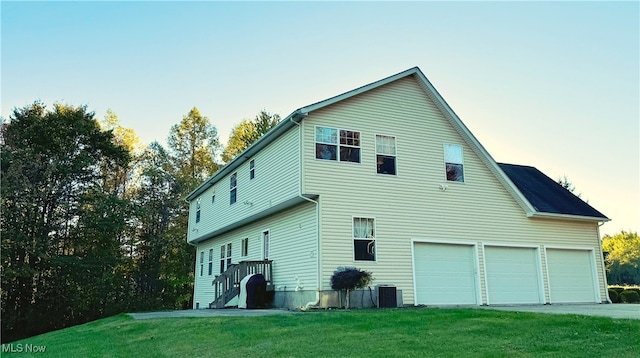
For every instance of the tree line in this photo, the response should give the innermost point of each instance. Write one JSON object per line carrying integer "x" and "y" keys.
{"x": 93, "y": 223}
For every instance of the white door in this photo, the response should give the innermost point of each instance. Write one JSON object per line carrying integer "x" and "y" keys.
{"x": 571, "y": 276}
{"x": 512, "y": 275}
{"x": 444, "y": 274}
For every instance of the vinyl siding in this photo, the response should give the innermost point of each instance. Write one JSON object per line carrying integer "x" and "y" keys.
{"x": 293, "y": 250}
{"x": 411, "y": 205}
{"x": 276, "y": 180}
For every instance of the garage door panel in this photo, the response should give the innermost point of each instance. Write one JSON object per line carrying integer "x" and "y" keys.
{"x": 445, "y": 274}
{"x": 512, "y": 275}
{"x": 571, "y": 277}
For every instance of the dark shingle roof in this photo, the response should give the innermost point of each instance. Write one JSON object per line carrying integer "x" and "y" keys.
{"x": 545, "y": 194}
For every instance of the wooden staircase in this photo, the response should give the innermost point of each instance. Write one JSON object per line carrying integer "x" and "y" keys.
{"x": 227, "y": 284}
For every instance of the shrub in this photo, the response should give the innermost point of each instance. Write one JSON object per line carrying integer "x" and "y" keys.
{"x": 637, "y": 289}
{"x": 350, "y": 279}
{"x": 614, "y": 296}
{"x": 618, "y": 289}
{"x": 630, "y": 296}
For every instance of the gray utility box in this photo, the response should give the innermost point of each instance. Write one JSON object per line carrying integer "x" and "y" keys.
{"x": 387, "y": 296}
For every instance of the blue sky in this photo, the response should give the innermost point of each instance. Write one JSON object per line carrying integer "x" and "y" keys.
{"x": 554, "y": 85}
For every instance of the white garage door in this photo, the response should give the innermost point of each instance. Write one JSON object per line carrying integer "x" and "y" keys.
{"x": 512, "y": 275}
{"x": 445, "y": 274}
{"x": 571, "y": 276}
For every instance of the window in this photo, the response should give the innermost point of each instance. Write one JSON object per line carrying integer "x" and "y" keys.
{"x": 210, "y": 262}
{"x": 197, "y": 211}
{"x": 345, "y": 148}
{"x": 233, "y": 188}
{"x": 245, "y": 246}
{"x": 364, "y": 243}
{"x": 349, "y": 146}
{"x": 265, "y": 244}
{"x": 201, "y": 262}
{"x": 225, "y": 257}
{"x": 386, "y": 154}
{"x": 453, "y": 162}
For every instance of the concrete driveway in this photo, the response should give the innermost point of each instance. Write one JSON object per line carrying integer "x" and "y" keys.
{"x": 227, "y": 312}
{"x": 628, "y": 311}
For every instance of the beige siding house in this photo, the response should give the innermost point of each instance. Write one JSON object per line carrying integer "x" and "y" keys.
{"x": 387, "y": 178}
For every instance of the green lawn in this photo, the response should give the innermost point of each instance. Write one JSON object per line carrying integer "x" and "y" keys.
{"x": 411, "y": 332}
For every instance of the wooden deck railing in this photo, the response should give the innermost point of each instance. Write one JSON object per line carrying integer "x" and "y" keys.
{"x": 227, "y": 284}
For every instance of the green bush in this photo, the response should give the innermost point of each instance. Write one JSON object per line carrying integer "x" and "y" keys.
{"x": 637, "y": 289}
{"x": 630, "y": 296}
{"x": 614, "y": 296}
{"x": 617, "y": 289}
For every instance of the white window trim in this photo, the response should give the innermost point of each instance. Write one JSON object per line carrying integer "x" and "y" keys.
{"x": 444, "y": 163}
{"x": 202, "y": 263}
{"x": 198, "y": 217}
{"x": 268, "y": 231}
{"x": 242, "y": 252}
{"x": 375, "y": 238}
{"x": 375, "y": 149}
{"x": 211, "y": 253}
{"x": 336, "y": 144}
{"x": 231, "y": 189}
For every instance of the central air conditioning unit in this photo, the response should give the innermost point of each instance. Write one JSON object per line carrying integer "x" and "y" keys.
{"x": 387, "y": 297}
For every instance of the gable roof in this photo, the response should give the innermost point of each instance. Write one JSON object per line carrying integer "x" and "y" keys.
{"x": 298, "y": 115}
{"x": 546, "y": 195}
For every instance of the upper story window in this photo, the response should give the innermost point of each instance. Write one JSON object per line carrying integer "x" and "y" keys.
{"x": 198, "y": 211}
{"x": 386, "y": 154}
{"x": 201, "y": 262}
{"x": 233, "y": 188}
{"x": 210, "y": 262}
{"x": 454, "y": 163}
{"x": 245, "y": 246}
{"x": 337, "y": 144}
{"x": 364, "y": 239}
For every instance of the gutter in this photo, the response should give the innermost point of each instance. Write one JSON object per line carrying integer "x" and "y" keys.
{"x": 544, "y": 215}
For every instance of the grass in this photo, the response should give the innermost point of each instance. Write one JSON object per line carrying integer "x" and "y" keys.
{"x": 415, "y": 332}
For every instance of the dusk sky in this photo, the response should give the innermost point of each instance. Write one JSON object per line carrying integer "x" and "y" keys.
{"x": 555, "y": 85}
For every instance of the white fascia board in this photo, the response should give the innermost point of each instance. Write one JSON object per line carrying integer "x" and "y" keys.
{"x": 359, "y": 90}
{"x": 542, "y": 215}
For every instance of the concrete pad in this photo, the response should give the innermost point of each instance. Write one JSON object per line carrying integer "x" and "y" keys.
{"x": 626, "y": 311}
{"x": 227, "y": 312}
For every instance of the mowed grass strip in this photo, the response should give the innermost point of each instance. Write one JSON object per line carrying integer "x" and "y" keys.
{"x": 415, "y": 332}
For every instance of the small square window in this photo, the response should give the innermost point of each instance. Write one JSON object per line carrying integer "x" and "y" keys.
{"x": 386, "y": 154}
{"x": 454, "y": 162}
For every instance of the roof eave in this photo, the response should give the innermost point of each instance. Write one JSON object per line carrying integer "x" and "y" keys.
{"x": 284, "y": 125}
{"x": 481, "y": 151}
{"x": 544, "y": 215}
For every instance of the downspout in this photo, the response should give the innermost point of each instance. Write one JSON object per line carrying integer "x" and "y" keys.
{"x": 195, "y": 265}
{"x": 317, "y": 204}
{"x": 601, "y": 261}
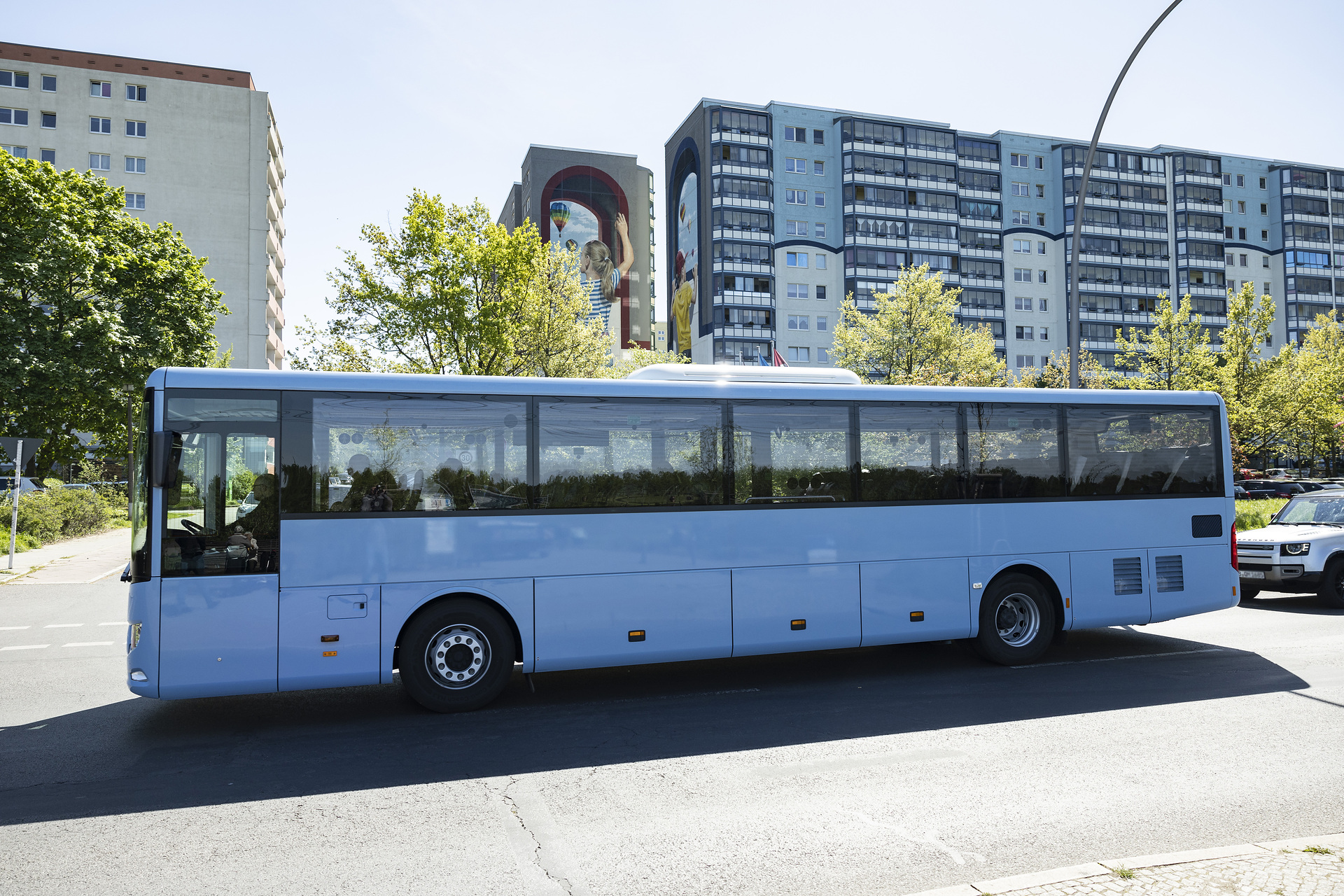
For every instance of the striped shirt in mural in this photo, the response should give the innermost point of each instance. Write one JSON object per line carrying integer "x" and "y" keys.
{"x": 601, "y": 308}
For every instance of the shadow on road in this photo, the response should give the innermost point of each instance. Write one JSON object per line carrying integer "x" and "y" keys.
{"x": 141, "y": 755}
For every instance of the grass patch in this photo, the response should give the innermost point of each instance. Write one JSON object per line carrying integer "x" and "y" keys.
{"x": 1254, "y": 514}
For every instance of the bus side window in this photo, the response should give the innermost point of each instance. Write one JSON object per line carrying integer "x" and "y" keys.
{"x": 1014, "y": 450}
{"x": 907, "y": 451}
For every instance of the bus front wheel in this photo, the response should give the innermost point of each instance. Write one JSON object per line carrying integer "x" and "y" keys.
{"x": 1016, "y": 621}
{"x": 456, "y": 656}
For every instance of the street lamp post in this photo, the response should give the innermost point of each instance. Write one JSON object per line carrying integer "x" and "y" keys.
{"x": 1075, "y": 327}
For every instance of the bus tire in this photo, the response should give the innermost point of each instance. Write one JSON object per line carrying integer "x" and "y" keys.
{"x": 456, "y": 656}
{"x": 1331, "y": 590}
{"x": 1016, "y": 621}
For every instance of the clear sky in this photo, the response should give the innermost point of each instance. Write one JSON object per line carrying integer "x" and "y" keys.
{"x": 377, "y": 99}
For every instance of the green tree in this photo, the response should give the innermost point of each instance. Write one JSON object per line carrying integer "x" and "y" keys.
{"x": 92, "y": 300}
{"x": 451, "y": 292}
{"x": 911, "y": 337}
{"x": 1175, "y": 355}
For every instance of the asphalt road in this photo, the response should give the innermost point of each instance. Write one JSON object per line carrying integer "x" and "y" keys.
{"x": 883, "y": 770}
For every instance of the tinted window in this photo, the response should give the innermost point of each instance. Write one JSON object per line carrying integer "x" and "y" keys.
{"x": 596, "y": 453}
{"x": 1014, "y": 450}
{"x": 909, "y": 453}
{"x": 378, "y": 453}
{"x": 1126, "y": 450}
{"x": 790, "y": 451}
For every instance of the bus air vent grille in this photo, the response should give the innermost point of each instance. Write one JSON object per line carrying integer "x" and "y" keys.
{"x": 1170, "y": 574}
{"x": 1129, "y": 575}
----------------------------------------
**Goal of the exercise**: Can you quote exactly the lines from the one containing "For every instance of the green tree" through the last line of the records above, and nothing else?

**Written answer**:
For every instance of the green tree in this photo, the response should give the innermost point of each instance. Write one JSON object per line carrying integer "x" and "y" keys.
{"x": 92, "y": 300}
{"x": 451, "y": 292}
{"x": 911, "y": 337}
{"x": 1175, "y": 355}
For every instance of the asphalt road in this photo, the response should give the innermost point of each instance. Write one JSON object per line carrying integer "x" and "y" keys.
{"x": 883, "y": 770}
For every instance of the tinted window in this photo, the response should give the innermost point of each instance. Write one JSON object per line carrying integer "x" and "y" keys.
{"x": 596, "y": 453}
{"x": 1014, "y": 450}
{"x": 909, "y": 453}
{"x": 378, "y": 453}
{"x": 1126, "y": 450}
{"x": 790, "y": 451}
For every instance of the bus air vent grille in this photo, the response should give the innermost point of each instance. Write one JSON object per line carrying integer "x" and "y" keys.
{"x": 1170, "y": 574}
{"x": 1129, "y": 575}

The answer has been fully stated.